** Available data follows **

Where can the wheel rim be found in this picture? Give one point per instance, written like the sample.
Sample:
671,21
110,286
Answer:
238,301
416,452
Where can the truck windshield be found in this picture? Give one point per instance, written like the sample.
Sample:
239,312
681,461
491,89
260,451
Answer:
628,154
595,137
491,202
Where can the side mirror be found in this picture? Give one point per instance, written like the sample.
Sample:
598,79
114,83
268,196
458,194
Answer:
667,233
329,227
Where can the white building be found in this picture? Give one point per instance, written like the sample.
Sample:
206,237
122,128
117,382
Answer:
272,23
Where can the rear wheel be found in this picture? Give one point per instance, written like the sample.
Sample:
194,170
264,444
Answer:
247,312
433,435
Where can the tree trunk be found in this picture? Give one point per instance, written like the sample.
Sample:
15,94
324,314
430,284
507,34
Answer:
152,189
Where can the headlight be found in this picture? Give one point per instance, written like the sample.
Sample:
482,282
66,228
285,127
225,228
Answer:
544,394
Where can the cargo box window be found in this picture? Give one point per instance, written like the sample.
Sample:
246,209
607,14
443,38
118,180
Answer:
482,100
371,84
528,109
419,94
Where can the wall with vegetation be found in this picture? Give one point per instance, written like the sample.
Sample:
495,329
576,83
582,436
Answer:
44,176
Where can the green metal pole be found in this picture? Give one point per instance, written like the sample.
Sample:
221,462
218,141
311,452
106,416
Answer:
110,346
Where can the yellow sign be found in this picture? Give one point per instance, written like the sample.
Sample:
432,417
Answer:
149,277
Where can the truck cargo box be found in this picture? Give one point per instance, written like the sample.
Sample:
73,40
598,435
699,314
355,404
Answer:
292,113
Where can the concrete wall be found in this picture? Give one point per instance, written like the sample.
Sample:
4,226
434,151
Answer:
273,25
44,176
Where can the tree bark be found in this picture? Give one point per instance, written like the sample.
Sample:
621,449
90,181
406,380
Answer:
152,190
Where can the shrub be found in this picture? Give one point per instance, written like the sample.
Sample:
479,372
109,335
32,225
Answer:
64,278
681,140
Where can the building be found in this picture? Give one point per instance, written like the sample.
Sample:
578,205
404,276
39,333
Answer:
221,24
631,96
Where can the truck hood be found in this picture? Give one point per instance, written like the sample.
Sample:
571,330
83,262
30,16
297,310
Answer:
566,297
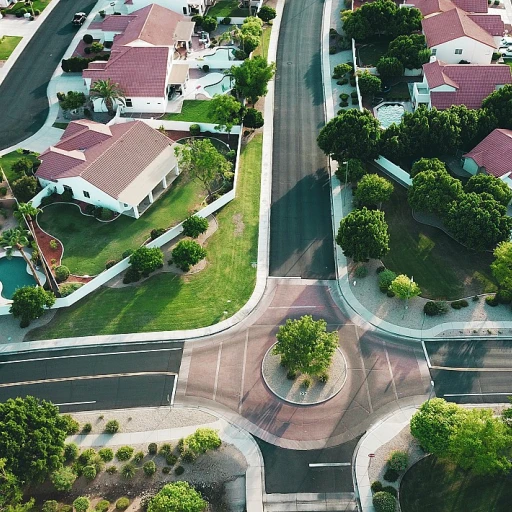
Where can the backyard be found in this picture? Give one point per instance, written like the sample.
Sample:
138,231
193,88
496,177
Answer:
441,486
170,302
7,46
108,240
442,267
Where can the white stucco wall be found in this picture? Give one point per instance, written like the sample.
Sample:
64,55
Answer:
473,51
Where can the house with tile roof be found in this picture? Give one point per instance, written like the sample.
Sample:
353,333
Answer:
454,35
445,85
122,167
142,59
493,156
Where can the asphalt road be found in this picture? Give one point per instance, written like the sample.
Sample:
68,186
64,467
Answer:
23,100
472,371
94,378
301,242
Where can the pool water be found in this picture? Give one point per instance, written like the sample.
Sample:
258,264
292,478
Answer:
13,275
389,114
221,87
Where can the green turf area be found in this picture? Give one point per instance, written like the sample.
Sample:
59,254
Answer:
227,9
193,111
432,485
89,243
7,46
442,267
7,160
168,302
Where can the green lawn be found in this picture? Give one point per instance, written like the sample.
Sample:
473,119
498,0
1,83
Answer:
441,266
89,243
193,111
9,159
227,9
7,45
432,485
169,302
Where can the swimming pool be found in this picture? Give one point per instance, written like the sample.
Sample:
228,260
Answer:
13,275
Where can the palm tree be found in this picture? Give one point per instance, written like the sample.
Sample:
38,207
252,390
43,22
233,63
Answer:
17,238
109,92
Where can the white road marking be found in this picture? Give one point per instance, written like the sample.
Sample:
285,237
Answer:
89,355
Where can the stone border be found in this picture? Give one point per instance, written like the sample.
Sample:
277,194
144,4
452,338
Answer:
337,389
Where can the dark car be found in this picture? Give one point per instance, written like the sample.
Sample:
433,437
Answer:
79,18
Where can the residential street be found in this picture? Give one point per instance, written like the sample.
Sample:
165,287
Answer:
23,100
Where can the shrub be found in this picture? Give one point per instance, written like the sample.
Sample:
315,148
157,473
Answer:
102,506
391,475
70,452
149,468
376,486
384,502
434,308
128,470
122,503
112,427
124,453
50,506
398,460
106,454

** End of Available data **

_Task to complete_
Each entry above must be restated word for word; the pictures stay out of the copy.

_Result for this task_
Where can the wheel rim be found in this picture? Give one point per instance, written like the sample.
Sample:
671,21
110,286
Answer:
238,301
416,452
Where can the truck windshield be found in this picture? Give one point per instance, written like the sample.
Sample:
239,312
681,461
491,89
260,451
Answer:
628,154
595,137
491,202
Where can the side mirror be found in this picture? Give one point per instance, written like the sample.
Sample:
598,79
114,83
268,196
458,194
Answer:
667,233
329,227
Where can the white building be found in this picture? Give one point per instance, written like the sample.
Sample:
206,237
122,128
117,382
Answer:
272,23
Where can the rear wheel be found in this picture? Give one point per instance, written like the sample.
Sample:
194,170
264,444
Answer:
247,312
433,435
Where can the tree trunk be found in this picture? Give one point per instance, written like the sample.
Sample:
15,94
324,314
430,284
507,34
Answer:
152,189
Where can the headlight be found in this picture? Give one point per instance, written like the sample.
Sample:
482,282
66,228
285,127
225,228
Answer:
544,394
Where can the cargo box window be found in this picture? Give one point per instance, written like the sample.
Sample:
246,209
607,14
443,38
118,180
Answer:
482,100
371,84
528,109
419,94
Where can the wall with vegetation be found in this picture? Give one point per instance, written like the sample.
Sample:
495,329
576,83
582,436
Answer:
44,176
Where can the green metal pole be found in this picture? Give one point per instance, written like the sample.
Sample:
221,462
218,141
311,452
106,416
Answer:
110,346
Where can the yellow sign be found in this picture? Give one point per instance, written like the sample.
Sample:
432,417
Answer:
149,277
Where can the truck cargo box be found in this picture? Give one point per instance, written like the sample.
Sample:
73,40
598,435
699,314
355,404
Answer:
292,113
Where can the concrete wall be found in this picture? Give one point per instance, written like the sample.
Sample:
4,226
434,151
Answer:
273,25
44,176
Where can the tree bark be found in this picture? Give one point per instance, written like the sample.
Sample:
621,449
90,181
406,380
Answer:
152,190
Where can the shrub be found in this picture? Give one point per instance, written like the sample.
Sample:
479,372
109,335
32,225
Answer:
64,278
681,140
Where can the building be found in this picture? Give one point per instance, written like the sample.
Sample:
578,205
404,276
39,333
Answer:
221,24
631,96
Where can the truck hood be found in this picture? Give one point per instance, written like the sample.
Sample:
571,330
83,262
30,16
297,310
Answer:
566,297
Where can the backyard be found in this picture? Give one point per instance, written like the sample.
Sample:
138,231
193,88
496,177
Answer:
441,486
170,302
7,46
108,240
442,267
Where can the white stucco wall be found in this picture? Give one point per instance, written like the sample.
Sample:
64,55
Answer:
473,51
Where can the house with tile roof be found in this picture? Give one point per instance, written like the sample.
Sample:
353,333
Answer:
454,35
445,85
122,167
142,59
493,156
Where can the asphalt road be found in this picture? Give one point per instance, written like the sample.
Sample:
68,186
64,467
Answer:
23,100
472,371
94,378
301,242
Where can the pool water be found in this picture? Give one point per instance, written like the sample.
Sample:
258,264
292,478
Answer:
13,275
389,114
221,87
Where can the green turf area be found in this picture? Give one point per instance, written like the sample.
Sample:
59,254
Answer:
227,9
193,111
432,485
89,243
7,46
442,267
7,160
168,302
Where can the green lawn be found in this picture? Give one point per instance, written like the sample.
Sample:
473,119
498,0
1,83
Answer:
441,266
89,243
193,111
9,159
227,9
7,45
432,485
169,302
Where can the swimming pool be found in this picture? Give one point per instance, written like the sample.
Sample:
228,260
Answer:
13,275
Where can the palm tree be found in this picture? Give one point per instance, written like the sample.
Sample:
38,207
252,390
43,22
233,63
Answer:
17,238
109,92
Where can the white road marking be found in this picture? Give one point per instance, written like the sample.
Sample:
285,237
Answer:
89,355
Where can the stone border be found in this picture? Give one point per instance, written like the sample.
Sample:
277,194
144,4
452,338
Answer:
337,389
Where can the dark car be found in this picture? Give one point per instance, written like the sample.
Sample:
433,437
Answer:
79,18
Where can the residential street be found in this picture? Give one point per instance, written like the sample.
Sample:
165,287
Answer:
23,100
Where can the shrub be found in this picture? Give one point per instance, written like the sample.
Sample:
315,148
157,473
Answer:
102,506
391,475
70,452
149,468
376,486
384,502
434,308
128,470
122,503
112,427
124,453
50,506
398,460
106,454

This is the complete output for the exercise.